- The request -
Copy each line exactly. Leave nothing out.

- Supplied records -
☆ ☆ ☆ ☆ ☆

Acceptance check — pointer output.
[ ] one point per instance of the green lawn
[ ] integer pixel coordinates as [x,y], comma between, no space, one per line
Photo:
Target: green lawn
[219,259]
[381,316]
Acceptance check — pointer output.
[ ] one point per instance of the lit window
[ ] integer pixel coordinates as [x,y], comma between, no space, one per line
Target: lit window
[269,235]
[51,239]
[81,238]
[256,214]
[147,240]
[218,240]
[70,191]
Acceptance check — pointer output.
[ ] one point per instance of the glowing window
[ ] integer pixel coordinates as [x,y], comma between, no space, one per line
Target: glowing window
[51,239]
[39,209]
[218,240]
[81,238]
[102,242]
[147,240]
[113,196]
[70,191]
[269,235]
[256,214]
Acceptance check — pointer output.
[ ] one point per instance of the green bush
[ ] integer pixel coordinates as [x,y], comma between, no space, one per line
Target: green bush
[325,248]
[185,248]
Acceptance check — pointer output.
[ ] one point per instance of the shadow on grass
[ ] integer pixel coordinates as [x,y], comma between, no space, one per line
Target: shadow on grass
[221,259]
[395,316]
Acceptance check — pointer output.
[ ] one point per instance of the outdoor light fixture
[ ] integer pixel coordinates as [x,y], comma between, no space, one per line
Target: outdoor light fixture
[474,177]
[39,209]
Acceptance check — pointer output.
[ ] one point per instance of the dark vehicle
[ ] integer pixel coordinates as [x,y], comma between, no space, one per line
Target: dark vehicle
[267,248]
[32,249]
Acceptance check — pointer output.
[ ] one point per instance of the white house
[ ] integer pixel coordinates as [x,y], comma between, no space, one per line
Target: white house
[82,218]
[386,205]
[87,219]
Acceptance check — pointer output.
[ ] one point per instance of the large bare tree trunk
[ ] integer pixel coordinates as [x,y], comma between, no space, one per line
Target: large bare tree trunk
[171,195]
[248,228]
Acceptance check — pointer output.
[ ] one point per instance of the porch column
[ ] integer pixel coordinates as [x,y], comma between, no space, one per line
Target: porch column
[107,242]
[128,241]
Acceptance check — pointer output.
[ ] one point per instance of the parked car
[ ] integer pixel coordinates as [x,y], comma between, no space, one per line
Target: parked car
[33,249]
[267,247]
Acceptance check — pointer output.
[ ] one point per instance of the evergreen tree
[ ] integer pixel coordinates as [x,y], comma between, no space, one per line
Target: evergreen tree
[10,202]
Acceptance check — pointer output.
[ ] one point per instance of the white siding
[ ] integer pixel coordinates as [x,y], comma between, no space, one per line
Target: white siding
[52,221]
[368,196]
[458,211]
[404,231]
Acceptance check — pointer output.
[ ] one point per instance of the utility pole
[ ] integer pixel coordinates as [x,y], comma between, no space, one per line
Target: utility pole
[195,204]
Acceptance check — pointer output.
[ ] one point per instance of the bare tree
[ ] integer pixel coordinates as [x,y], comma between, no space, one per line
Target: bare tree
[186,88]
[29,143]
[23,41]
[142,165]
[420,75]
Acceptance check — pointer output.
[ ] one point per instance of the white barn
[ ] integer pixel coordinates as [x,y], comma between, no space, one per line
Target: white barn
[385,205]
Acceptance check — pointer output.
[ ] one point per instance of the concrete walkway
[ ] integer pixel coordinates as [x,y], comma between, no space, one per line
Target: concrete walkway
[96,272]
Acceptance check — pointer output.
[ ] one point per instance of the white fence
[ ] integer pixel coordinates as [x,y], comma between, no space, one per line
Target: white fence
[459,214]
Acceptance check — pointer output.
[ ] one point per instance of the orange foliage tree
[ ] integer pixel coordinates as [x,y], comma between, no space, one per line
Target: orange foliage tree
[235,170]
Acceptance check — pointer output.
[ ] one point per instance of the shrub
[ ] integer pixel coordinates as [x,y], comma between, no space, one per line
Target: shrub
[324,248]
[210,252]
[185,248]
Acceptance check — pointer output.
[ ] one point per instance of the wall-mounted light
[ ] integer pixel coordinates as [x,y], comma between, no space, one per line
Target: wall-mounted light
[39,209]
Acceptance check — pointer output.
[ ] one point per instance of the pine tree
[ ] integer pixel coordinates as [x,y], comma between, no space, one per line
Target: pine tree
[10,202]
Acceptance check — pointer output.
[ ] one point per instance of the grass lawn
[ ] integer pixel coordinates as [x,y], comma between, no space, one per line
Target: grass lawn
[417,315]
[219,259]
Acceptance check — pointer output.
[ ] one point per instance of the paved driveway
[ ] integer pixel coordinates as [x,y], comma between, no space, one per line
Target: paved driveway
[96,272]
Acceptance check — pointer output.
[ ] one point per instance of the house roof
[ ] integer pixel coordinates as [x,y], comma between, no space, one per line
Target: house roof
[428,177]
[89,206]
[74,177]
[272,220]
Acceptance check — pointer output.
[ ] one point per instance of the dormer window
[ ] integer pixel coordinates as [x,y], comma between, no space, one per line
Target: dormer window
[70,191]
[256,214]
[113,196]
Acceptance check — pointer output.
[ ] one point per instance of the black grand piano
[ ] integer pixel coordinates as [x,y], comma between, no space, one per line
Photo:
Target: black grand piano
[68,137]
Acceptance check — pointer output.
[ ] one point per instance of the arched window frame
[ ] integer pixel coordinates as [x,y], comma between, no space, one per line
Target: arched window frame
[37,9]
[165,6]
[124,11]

☆ ☆ ☆ ☆ ☆

- Solution below -
Acceptance check — pointer output.
[ ] one point per instance of the green lawn
[ ] integer pixel coordinates as [x,y], comma between, no space, one per line
Photo:
Target: green lawn
[219,259]
[381,316]
Acceptance check — pointer output.
[ ] one point per instance of the lit window
[ ] integer pixel coordinates as [x,y], comma between, no space, one per line
Target: lit window
[269,235]
[51,239]
[81,238]
[256,214]
[147,240]
[218,240]
[70,191]
Acceptance check — pointer output.
[ ] one point per instance of the glowing window
[ ] integer pixel coordinates as [x,y], comma between, no space, one per line
Target: glowing window
[51,239]
[39,209]
[218,240]
[81,238]
[102,242]
[147,240]
[113,196]
[70,191]
[269,235]
[256,214]
Acceptance check — pointer output.
[ ] one point per instance of the green bush
[ ] integer pixel coordinates as [x,y], comma between, no space, one per line
Target: green bush
[325,248]
[185,248]
Acceptance check — pointer output.
[ ] one point per instance of the shadow on grass
[ ] integer pixel coordinates as [x,y], comma between, no space, one per line
Target: shadow on grass
[221,259]
[395,316]
Acceptance check — pointer output.
[ ] one point per instance of the outdoor light fixture
[ ] integer pixel coordinates as [x,y], comma between, no space, one per line
Target: outdoor light fixture
[474,177]
[39,209]
Acceptance check — pointer output.
[ ] one point per instance of the dark vehicle
[ ] integer pixel coordinates as [x,y], comma between, no space, one per line
Target: dark vehicle
[267,248]
[32,249]
Acceptance check — pointer output.
[ ] one point per instance of the white house
[ ] integer pixel coordinates as [x,y], comma between, no space, one per line
Target: white house
[82,218]
[386,205]
[87,219]
Acceptance check — pointer output.
[ ] one point per instance of the large bare tree trunk
[ ] integer pixel coordinates as [x,y], comma between, no space, one per line
Target: large bare tree trunk
[171,195]
[248,228]
Acceptance check — pointer output.
[ ] one point per instance of the porch column
[ ] integer pixel coordinates as [x,y], comma between, no space, one per line
Target: porch column
[107,242]
[128,241]
Acceptance check — pointer output.
[ ] one point per instance of the parked car
[ ] integer pixel coordinates as [x,y], comma between, no space, one per line
Target: parked car
[33,249]
[267,247]
Acceptance check — pointer output.
[ ] one point per instance of the evergreen tree
[ ] integer pixel coordinates as [x,y], comma between, no space, one per line
Target: evergreen tree
[10,202]
Acceptance check — pointer output.
[ ] one point per instance of the white siding
[ ] integer pixel coordinates as [x,y], comma between, no space, one per line
Target: white siding
[52,221]
[368,196]
[458,211]
[404,231]
Acceptance check — pointer output.
[ ] one point per instance of the utility pole
[ ] integer pixel coordinates as [x,y], comma between, no space, one per line
Target: utility pole
[195,204]
Acceptance check — pointer output.
[ ] one point per instance of the bare tree
[ ] integer pixel coordinates as [x,y], comma between, no space, one per line
Target: bare tree
[186,88]
[29,143]
[23,41]
[142,165]
[420,75]
Acceptance check — pointer output.
[ ] one point per instance of the white barn
[ ] integer pixel coordinates as [x,y], comma between, no space, one per line
Target: white barn
[385,205]
Acceptance check — pointer output.
[ ] one point per instance of the concrete walkway
[ ] integer pixel coordinates as [x,y], comma between, no space, one per line
Target: concrete walkway
[96,272]
Acceptance check — pointer output.
[ ] one point per instance of the white fence
[ ] integer pixel coordinates as [x,y], comma between, no space, one per line
Target: white fence
[459,214]
Acceptance check — pointer output.
[ ] one point per instance of the orange foliage tree
[ ] integer pixel coordinates as [x,y], comma between, no space, one per line
Target: orange foliage tree
[235,170]
Acceptance check — pointer output.
[ ] one point per instance of the shrub
[ ] integer pixel coordinates as [x,y], comma between, no space, one per line
Target: shrub
[324,248]
[210,252]
[185,248]
Acceptance check — pointer output.
[ ] one point per instance of the wall-mounted light
[ ] integer pixel coordinates as [x,y], comma between, no space, one per line
Target: wall-mounted light
[39,209]
Acceptance check — pointer output.
[ ] one point per instance of the pine tree
[ ] integer pixel coordinates as [x,y], comma between, no space, one per line
Target: pine tree
[10,202]
Acceptance check — pointer output.
[ ] one point per instance of the grass lawn
[ ] integer pixel coordinates as [x,y], comma between, no space, one per line
Target: grass lawn
[417,315]
[219,259]
Acceptance check — pointer output.
[ ] one point per instance of the paved driveway
[ ] integer pixel coordinates as [x,y], comma between, no space, one per line
Target: paved driveway
[96,272]
Acceptance check — pointer output.
[ ] one point per instance of the house roof
[ ] integer pixel coordinates as [x,y], comma between, no space, one per line
Target: house roof
[428,177]
[89,206]
[74,177]
[272,220]
Acceptance check — pointer output.
[ ] one point per instance of the dormer window
[ ] integer pixel coordinates as [x,y], comma between, no space, one per line
Target: dormer window
[70,191]
[256,214]
[113,196]
Acceptance check — pointer output.
[ ] one point per instance of the black grand piano
[ ] integer pixel coordinates as [x,y], comma between, no space, one per line
Photo:
Target: black grand piano
[68,137]
Acceptance check — pointer output.
[ ] one point per instance of the arched window frame
[ ] integer pixel coordinates as [x,y], comma between, no space, one per line
Target: arched window frame
[37,9]
[165,6]
[124,11]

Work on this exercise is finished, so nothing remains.